## START Data to use

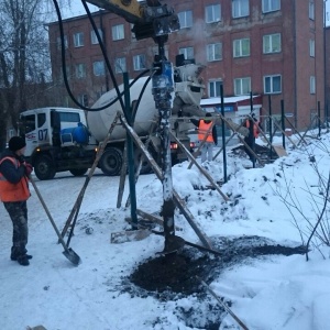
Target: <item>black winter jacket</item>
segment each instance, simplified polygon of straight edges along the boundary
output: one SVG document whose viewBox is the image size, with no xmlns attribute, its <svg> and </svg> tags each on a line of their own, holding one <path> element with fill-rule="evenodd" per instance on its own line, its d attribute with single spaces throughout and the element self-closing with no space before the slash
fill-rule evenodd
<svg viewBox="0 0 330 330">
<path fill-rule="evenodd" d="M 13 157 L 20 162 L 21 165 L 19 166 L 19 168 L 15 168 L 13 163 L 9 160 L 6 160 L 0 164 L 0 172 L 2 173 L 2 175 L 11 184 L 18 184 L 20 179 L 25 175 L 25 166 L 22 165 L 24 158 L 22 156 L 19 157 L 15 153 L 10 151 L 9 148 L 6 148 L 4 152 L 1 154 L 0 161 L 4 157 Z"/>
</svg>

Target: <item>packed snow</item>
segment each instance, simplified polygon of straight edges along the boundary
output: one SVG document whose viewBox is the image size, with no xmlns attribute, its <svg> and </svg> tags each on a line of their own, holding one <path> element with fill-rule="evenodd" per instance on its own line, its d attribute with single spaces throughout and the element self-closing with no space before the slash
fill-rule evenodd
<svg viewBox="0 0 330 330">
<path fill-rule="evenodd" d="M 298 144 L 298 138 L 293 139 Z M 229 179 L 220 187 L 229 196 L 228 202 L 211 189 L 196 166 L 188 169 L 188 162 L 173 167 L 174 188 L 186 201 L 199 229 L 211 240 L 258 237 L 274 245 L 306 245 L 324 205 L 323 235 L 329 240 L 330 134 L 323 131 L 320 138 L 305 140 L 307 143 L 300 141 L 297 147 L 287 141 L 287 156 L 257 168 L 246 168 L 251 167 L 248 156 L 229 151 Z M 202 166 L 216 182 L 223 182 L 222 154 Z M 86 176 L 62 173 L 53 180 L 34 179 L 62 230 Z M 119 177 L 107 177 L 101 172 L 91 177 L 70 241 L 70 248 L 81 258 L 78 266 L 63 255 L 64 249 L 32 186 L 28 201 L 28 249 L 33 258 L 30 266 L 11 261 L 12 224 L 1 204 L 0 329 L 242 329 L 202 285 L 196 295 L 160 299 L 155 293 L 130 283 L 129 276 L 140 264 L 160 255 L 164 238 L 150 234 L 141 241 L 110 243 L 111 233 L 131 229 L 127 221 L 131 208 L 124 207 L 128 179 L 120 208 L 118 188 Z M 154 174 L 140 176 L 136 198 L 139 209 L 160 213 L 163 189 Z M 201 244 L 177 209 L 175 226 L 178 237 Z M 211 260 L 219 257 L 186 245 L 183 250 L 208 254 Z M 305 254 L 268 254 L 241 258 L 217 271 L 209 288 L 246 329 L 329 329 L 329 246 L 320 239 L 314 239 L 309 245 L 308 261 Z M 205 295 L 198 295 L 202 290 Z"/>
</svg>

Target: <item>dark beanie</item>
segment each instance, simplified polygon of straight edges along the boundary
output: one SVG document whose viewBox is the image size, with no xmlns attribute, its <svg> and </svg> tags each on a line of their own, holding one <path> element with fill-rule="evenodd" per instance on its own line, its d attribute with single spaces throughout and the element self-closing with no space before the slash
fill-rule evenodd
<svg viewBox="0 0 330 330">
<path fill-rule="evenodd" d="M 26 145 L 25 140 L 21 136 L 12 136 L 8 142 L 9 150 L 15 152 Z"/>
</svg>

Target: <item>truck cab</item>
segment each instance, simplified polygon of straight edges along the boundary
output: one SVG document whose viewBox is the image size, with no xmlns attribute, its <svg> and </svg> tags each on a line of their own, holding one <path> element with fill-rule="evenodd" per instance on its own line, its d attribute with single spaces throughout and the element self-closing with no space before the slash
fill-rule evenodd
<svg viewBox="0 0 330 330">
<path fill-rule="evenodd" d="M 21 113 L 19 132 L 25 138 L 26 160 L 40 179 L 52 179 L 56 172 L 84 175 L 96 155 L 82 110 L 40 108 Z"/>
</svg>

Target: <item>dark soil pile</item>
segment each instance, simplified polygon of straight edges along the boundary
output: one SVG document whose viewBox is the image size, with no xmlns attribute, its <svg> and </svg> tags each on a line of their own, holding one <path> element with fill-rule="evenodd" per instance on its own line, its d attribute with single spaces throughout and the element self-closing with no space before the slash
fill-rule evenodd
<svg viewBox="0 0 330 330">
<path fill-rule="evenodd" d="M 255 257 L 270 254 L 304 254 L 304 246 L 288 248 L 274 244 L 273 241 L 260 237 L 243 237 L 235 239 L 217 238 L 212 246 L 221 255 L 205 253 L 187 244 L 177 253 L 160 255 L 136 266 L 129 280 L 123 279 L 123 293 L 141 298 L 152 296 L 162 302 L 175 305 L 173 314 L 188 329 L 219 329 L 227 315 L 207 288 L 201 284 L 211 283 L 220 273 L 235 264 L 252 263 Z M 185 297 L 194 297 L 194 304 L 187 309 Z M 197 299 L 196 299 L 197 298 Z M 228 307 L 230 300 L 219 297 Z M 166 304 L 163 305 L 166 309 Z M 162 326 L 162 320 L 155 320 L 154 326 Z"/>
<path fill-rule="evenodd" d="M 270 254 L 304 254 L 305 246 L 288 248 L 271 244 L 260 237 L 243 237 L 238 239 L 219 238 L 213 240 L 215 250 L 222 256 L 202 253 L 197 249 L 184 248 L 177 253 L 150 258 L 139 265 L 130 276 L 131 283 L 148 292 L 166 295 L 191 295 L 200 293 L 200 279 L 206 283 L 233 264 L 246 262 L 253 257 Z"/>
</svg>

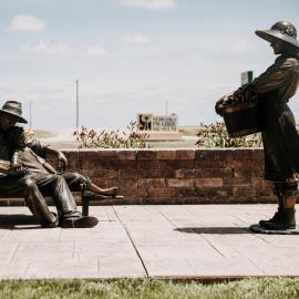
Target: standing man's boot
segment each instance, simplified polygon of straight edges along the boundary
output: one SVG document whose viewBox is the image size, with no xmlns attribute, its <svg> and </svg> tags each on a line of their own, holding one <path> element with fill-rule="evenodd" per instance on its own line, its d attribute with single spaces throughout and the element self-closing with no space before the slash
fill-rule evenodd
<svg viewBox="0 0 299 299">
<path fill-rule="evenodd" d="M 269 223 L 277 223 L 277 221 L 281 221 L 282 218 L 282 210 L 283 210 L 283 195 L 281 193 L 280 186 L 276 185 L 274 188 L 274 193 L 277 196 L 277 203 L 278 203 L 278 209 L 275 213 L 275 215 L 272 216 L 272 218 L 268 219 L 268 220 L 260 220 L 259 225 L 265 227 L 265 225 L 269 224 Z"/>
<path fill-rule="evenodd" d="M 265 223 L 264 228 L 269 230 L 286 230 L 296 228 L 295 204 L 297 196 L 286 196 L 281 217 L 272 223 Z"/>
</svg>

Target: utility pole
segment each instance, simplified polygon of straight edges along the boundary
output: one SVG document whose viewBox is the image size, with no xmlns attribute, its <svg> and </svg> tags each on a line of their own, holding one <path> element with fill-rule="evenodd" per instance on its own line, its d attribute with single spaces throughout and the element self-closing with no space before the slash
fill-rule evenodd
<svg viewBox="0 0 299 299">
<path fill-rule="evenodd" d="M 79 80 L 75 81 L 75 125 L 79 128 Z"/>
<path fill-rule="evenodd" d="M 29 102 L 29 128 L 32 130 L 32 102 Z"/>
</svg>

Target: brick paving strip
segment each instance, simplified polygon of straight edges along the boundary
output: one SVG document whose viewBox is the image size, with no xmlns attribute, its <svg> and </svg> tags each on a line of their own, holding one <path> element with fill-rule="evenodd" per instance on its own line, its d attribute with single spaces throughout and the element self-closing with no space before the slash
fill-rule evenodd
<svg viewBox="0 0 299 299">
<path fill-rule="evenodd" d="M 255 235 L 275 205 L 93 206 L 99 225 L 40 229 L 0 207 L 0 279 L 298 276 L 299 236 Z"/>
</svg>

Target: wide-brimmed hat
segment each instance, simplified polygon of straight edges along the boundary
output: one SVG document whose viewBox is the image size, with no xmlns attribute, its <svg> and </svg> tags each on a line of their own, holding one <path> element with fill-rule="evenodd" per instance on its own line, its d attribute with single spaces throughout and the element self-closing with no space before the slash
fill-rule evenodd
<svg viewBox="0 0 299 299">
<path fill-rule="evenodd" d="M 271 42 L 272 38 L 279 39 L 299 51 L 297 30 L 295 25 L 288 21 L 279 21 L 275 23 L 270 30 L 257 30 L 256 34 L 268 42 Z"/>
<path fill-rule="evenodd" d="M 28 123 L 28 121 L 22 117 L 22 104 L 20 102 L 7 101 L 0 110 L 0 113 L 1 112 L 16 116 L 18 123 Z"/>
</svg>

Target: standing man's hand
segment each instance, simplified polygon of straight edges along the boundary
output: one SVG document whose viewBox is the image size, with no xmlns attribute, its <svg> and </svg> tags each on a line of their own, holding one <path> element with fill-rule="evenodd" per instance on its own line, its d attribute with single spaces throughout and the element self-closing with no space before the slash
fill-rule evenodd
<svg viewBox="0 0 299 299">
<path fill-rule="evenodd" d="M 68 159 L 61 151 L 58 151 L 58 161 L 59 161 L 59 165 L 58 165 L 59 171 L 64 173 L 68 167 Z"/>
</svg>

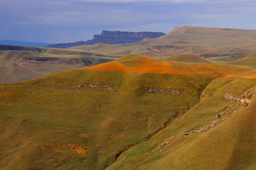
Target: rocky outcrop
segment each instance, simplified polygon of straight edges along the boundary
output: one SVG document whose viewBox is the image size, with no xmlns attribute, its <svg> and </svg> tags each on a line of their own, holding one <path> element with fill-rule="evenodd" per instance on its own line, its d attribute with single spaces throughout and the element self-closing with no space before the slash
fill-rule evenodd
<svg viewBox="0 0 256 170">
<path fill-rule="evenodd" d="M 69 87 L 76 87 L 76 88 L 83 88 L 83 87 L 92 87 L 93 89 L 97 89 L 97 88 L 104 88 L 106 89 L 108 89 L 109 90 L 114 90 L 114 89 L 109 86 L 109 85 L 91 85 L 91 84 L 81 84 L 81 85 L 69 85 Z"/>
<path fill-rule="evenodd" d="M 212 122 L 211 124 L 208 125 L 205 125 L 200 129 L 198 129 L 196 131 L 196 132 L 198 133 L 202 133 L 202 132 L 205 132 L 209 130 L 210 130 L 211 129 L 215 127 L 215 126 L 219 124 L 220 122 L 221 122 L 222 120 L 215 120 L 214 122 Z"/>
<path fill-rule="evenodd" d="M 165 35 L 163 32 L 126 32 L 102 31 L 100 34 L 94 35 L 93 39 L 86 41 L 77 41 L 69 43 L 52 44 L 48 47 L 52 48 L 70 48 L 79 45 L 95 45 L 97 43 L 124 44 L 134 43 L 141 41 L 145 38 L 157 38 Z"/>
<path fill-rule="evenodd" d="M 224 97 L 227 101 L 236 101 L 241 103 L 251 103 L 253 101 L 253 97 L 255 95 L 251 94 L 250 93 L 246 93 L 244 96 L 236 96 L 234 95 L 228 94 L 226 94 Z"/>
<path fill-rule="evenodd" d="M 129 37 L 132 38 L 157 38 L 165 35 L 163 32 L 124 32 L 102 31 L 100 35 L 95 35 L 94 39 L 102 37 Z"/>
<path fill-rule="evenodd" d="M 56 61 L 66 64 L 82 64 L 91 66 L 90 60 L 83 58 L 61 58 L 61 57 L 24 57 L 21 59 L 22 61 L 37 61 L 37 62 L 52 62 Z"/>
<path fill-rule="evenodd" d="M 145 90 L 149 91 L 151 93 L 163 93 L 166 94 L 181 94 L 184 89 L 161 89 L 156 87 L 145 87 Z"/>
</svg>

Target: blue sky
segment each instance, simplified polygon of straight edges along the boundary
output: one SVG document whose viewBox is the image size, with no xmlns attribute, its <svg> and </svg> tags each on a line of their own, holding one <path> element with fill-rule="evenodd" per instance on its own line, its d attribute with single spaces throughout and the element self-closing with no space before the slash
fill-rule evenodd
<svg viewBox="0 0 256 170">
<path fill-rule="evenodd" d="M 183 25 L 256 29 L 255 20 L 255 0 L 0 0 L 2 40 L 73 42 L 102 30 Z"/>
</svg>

## END Data to use

- _Your instructions_
Copy the lines of the listing from the one containing "Target: blue sky" through the end of the listing, inclusive, changing "simplified polygon" to "coarse polygon" and leaving everything else the same.

- _Answer below_
Target: blue sky
segment each instance, coarse polygon of straight edges along the boundary
output: one SVG document whose viewBox is the image size, with no xmlns attribute, its <svg> and </svg> tags each on a line of their own, holding one <path> element with fill-rule="evenodd" per instance on its own line, its d attribute with single spaces throughout and the element self-closing with no space before the slash
fill-rule evenodd
<svg viewBox="0 0 256 170">
<path fill-rule="evenodd" d="M 183 25 L 256 29 L 255 20 L 255 0 L 0 0 L 2 40 L 73 42 L 102 30 Z"/>
</svg>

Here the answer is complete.